* **Task instructions**
Arrange the lines below as a numbered list, omitting any blank lines and leaving the pictures out.

* **Exercise material**
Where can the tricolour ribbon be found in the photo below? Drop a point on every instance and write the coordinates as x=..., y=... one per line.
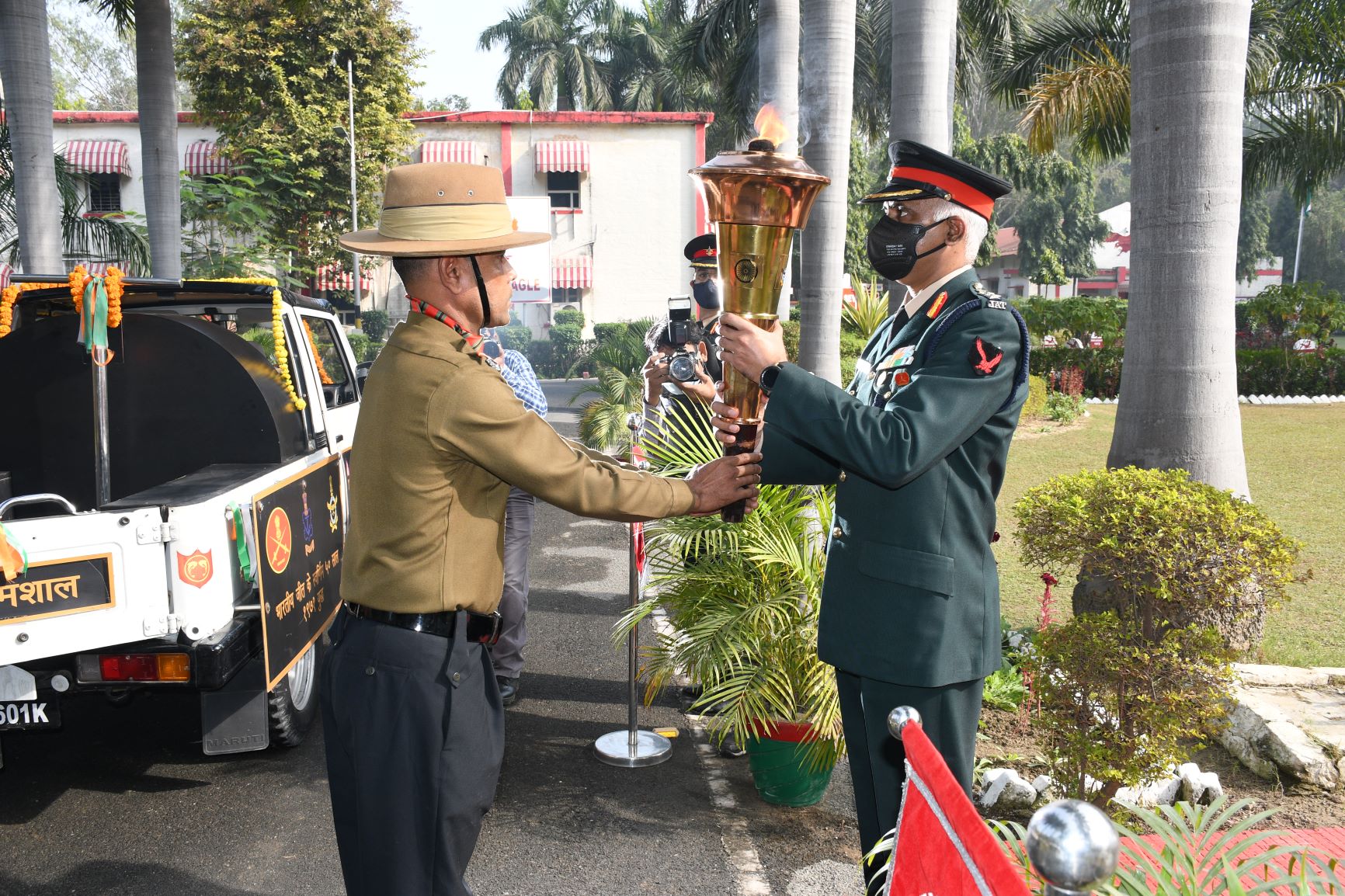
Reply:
x=14, y=560
x=93, y=321
x=240, y=536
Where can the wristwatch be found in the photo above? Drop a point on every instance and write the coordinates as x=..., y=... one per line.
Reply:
x=770, y=376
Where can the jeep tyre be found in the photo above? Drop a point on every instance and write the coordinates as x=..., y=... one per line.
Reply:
x=294, y=703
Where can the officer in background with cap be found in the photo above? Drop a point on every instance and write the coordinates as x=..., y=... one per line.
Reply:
x=412, y=710
x=702, y=253
x=916, y=447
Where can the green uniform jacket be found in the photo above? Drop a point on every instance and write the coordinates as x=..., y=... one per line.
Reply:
x=918, y=448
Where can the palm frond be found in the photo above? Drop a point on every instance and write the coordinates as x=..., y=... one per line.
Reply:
x=1058, y=45
x=1089, y=100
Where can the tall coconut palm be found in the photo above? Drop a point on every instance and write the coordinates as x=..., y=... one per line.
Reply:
x=156, y=96
x=26, y=71
x=923, y=53
x=1180, y=381
x=156, y=89
x=557, y=49
x=1295, y=106
x=826, y=106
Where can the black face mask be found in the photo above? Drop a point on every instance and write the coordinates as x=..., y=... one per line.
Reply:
x=892, y=246
x=707, y=293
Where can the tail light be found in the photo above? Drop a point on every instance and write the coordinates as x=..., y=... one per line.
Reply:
x=134, y=668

* **Final result**
1. Where can the tricolour ribbon be found in the photo below? Drop a point on every instance and write the coordinates as x=..., y=... one per line.
2. Reply:
3. x=14, y=560
4. x=93, y=321
5. x=240, y=536
6. Where can the wristwatch be found in the photo above? Drop a point on every instance and write the coordinates as x=..., y=... one per line.
7. Reply:
8. x=770, y=376
9. Where can the jeep tyre be found in the photo above? Drop a point on every instance and write the coordinates as x=..., y=... one per line.
10. Reply:
11. x=294, y=703
12. Where can the officer in background with cap be found in the photo above? Drop a point on every instance and write the coordinates as x=..., y=... one per line.
13. Reply:
14. x=412, y=710
15. x=702, y=253
16. x=916, y=447
17. Where can the green uniform jacket be found in the photo above? Drop a point on every instance and write the coordinates as x=..., y=... one per line.
18. Reply:
19. x=918, y=448
20. Where can the palm frond be found in the photo above? Drop a point on every instance and write the coordinates as x=..., y=... one per line.
21. Reply:
22. x=1058, y=45
23. x=1089, y=100
24. Where can the tall coconut palm be found in the photo above? Drop a point on every instance and write the coordinates as x=..., y=... one per line.
25. Reply:
26. x=156, y=96
27. x=26, y=71
28. x=923, y=53
29. x=1180, y=381
30. x=156, y=89
31. x=557, y=49
32. x=1295, y=106
33. x=826, y=106
34. Where can the black face mask be found in the photo above? Drop a point on every instance and write the coordinates as x=..., y=... one per line.
35. Reply:
36. x=892, y=246
37. x=707, y=293
38. Where can the tail light be found in the photo above? Drop a point on every instance and write the coordinates as x=..., y=... one per line.
39. Reply:
40. x=134, y=668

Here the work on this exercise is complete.